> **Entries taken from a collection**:
+++
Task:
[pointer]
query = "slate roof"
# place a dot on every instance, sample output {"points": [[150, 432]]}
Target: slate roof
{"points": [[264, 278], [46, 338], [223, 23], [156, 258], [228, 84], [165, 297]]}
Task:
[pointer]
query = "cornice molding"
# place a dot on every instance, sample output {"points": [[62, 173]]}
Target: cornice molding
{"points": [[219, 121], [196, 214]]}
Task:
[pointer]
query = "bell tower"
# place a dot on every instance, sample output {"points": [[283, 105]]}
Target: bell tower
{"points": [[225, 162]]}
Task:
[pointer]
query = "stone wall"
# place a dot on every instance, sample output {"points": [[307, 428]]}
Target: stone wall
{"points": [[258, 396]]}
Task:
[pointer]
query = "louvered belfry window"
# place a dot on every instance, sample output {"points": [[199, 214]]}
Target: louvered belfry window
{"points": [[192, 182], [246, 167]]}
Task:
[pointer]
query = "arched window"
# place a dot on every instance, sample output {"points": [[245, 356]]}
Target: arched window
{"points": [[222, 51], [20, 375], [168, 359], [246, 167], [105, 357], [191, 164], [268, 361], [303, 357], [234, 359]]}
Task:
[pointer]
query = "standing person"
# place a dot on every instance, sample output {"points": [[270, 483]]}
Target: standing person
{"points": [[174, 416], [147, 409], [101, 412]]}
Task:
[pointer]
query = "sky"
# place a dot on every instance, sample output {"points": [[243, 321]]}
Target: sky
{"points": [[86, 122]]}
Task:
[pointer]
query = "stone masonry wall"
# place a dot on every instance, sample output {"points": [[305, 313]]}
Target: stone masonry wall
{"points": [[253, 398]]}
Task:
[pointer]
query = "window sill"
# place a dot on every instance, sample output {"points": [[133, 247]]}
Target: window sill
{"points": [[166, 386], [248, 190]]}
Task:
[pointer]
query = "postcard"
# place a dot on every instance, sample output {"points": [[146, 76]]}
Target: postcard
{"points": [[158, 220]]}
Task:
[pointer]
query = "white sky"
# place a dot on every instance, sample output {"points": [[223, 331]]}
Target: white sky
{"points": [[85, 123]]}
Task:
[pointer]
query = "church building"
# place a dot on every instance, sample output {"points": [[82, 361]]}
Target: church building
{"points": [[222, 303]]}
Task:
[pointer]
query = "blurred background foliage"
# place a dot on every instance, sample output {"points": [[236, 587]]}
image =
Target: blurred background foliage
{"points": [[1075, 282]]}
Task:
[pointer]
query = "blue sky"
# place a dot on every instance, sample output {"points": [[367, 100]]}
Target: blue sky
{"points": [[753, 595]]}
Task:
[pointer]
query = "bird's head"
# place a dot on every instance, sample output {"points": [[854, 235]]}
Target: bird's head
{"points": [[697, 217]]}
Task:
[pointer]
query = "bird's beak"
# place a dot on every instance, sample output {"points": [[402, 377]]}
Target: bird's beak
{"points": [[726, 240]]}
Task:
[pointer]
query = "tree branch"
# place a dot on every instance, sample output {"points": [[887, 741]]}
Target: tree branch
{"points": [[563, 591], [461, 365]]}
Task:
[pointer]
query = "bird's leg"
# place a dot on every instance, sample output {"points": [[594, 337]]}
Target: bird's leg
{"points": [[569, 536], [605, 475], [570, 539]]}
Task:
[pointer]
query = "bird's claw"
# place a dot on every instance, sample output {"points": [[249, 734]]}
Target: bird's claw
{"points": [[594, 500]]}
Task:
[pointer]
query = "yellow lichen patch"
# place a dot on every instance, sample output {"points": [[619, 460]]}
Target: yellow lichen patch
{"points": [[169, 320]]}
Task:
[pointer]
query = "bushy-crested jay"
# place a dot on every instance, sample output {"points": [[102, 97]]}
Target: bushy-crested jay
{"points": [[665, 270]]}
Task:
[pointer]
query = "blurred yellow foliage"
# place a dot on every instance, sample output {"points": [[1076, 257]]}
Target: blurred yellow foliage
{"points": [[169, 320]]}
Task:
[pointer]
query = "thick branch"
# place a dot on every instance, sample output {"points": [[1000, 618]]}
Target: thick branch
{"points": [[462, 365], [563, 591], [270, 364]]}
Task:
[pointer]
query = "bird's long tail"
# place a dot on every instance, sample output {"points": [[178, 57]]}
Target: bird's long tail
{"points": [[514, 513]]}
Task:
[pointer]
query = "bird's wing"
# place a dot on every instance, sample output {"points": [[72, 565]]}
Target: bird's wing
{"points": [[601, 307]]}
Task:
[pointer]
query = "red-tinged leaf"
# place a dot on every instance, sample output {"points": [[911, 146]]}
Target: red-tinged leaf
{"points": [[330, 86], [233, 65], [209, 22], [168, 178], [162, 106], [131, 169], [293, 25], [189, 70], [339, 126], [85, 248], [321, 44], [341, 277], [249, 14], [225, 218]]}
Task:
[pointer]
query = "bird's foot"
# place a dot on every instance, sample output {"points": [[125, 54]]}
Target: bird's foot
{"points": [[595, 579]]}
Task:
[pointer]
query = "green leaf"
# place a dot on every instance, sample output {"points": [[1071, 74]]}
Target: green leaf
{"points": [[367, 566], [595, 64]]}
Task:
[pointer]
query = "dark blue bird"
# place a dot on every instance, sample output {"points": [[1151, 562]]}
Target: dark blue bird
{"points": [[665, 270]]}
+++
> **Written task**: Retype the records above exactly.

> **Solution for this task**:
Task:
[pointer]
query = "slate roof"
# place a dot on every instance, sample output {"points": [[150, 432]]}
Target: slate roof
{"points": [[264, 278], [46, 338], [223, 23], [156, 258], [228, 84], [165, 297]]}
Task:
[pointer]
query = "cornice molding"
# place a dot on every instance, sample output {"points": [[62, 173]]}
Target: cornice molding
{"points": [[219, 121], [196, 214]]}
Task:
[pointer]
query = "bell tower"
# place a dot on every instance, sample output {"points": [[283, 105]]}
Target: bell tower
{"points": [[225, 162]]}
Task:
[pointer]
query = "stone wall"
# place a dot on every instance, sample output {"points": [[307, 428]]}
Target: stone wall
{"points": [[258, 396]]}
Task:
[pointer]
query = "louvered belfry window"
# place a dot on every instance, sample output {"points": [[199, 214]]}
Target: louvered belfry window
{"points": [[192, 182], [246, 167]]}
Task:
[pointer]
query = "arched window"
# place a dot on every instance, sample output {"points": [[245, 356]]}
Target: arched window
{"points": [[222, 51], [20, 375], [168, 359], [246, 167], [105, 357], [191, 164], [268, 361], [303, 357], [234, 359]]}
Task:
[pointer]
query = "standing person"
# place a dot on every instance, sample output {"points": [[270, 483]]}
Target: standing person
{"points": [[174, 416], [147, 409], [101, 412]]}
Task:
[pointer]
query = "sky"
# place a dot on every instance, sample output {"points": [[243, 321]]}
Target: sky
{"points": [[86, 122]]}
Task:
[pointer]
query = "stone masonry wall"
# place a dot on every instance, sample output {"points": [[305, 313]]}
Target: stone masonry wall
{"points": [[253, 398]]}
Task:
[pointer]
query = "window sill"
# place a dot on every instance, sample output {"points": [[133, 247]]}
Target: window sill
{"points": [[166, 386], [248, 190]]}
Task:
[pointer]
query = "postcard"
# place a dot on every instance, sample output {"points": [[146, 76]]}
Target: postcard
{"points": [[158, 220]]}
Task:
[pointer]
query = "white sky"
# place a dot on every instance, sample output {"points": [[223, 331]]}
Target: white sky
{"points": [[85, 123]]}
Task:
[pointer]
query = "church building"
# place a dot on every instance, sample output {"points": [[82, 361]]}
Target: church building
{"points": [[222, 303]]}
Task:
[pointer]
query = "blurred background foliage"
# place a dot on every instance, sample output {"points": [[236, 587]]}
image =
Target: blurred background foliage
{"points": [[1075, 282]]}
Task:
[pointer]
query = "blue sky"
# place a dot on every instance, sample output {"points": [[367, 100]]}
Target: blue sky
{"points": [[753, 595]]}
Task:
[pointer]
query = "bird's head"
# place a dot on every instance, sample output {"points": [[854, 235]]}
Target: bird's head
{"points": [[697, 217]]}
Task:
[pointer]
query = "bird's beak"
# place a dot on every instance, sample output {"points": [[402, 377]]}
Target: bird's beak
{"points": [[726, 240]]}
Task:
[pointer]
query = "tree branch"
# place a dot on every instance, sample output {"points": [[887, 741]]}
Target: tree branch
{"points": [[563, 591], [461, 365]]}
Task:
[pointer]
query = "bird's leg"
# place a dot on every instance, sample output {"points": [[594, 337]]}
Target: bird's leg
{"points": [[569, 536], [605, 475], [570, 539]]}
Task:
[pointer]
query = "bird's claw"
# place a dot on every instance, sample output {"points": [[249, 734]]}
Target: bird's claw
{"points": [[594, 500]]}
Task:
[pointer]
query = "yellow lichen patch"
# place a dot on every instance, sample output {"points": [[619, 460]]}
Target: yellow lichen patch
{"points": [[169, 320]]}
Task:
[pointer]
query = "bushy-crested jay"
# place a dot on every instance, sample output {"points": [[102, 97]]}
Target: bushy-crested jay
{"points": [[665, 270]]}
Task:
[pointer]
query = "blurred yellow foliage"
# place a dot on every instance, sample output {"points": [[1076, 257]]}
Target: blurred yellow foliage
{"points": [[169, 320]]}
Task:
[pointer]
query = "thick branch"
# place a dot on every instance, sample output {"points": [[1000, 618]]}
Target: thick branch
{"points": [[462, 365], [563, 591], [270, 364]]}
Task:
[pointer]
query = "bird's long tail"
# place a dot on every instance, sample output {"points": [[178, 57]]}
Target: bird's long tail
{"points": [[514, 513]]}
Task:
[pointer]
query = "bird's wing"
# place a dot on every instance, sample output {"points": [[72, 565]]}
Target: bird's wing
{"points": [[601, 307]]}
Task:
[pointer]
query = "red-tinged leaf"
# place a dot on every instance, sample output {"points": [[911, 146]]}
Target: red-tinged leaf
{"points": [[330, 86], [233, 65], [209, 22], [168, 178], [162, 106], [131, 169], [293, 25], [189, 70], [339, 126], [85, 248], [321, 44], [341, 277], [249, 14], [225, 218]]}
Task:
[pointer]
query = "bird's foot"
# place a dot on every instance, sample output {"points": [[125, 54]]}
Target: bird's foot
{"points": [[595, 579]]}
Task:
[pointer]
query = "green leaf"
# place a dot on every instance, sample output {"points": [[1071, 74]]}
Target: green leaf
{"points": [[367, 566], [595, 64]]}
Task:
[pointer]
query = "dark blue bird"
# place a dot on every instance, sample output {"points": [[1151, 562]]}
Target: dark blue bird
{"points": [[665, 270]]}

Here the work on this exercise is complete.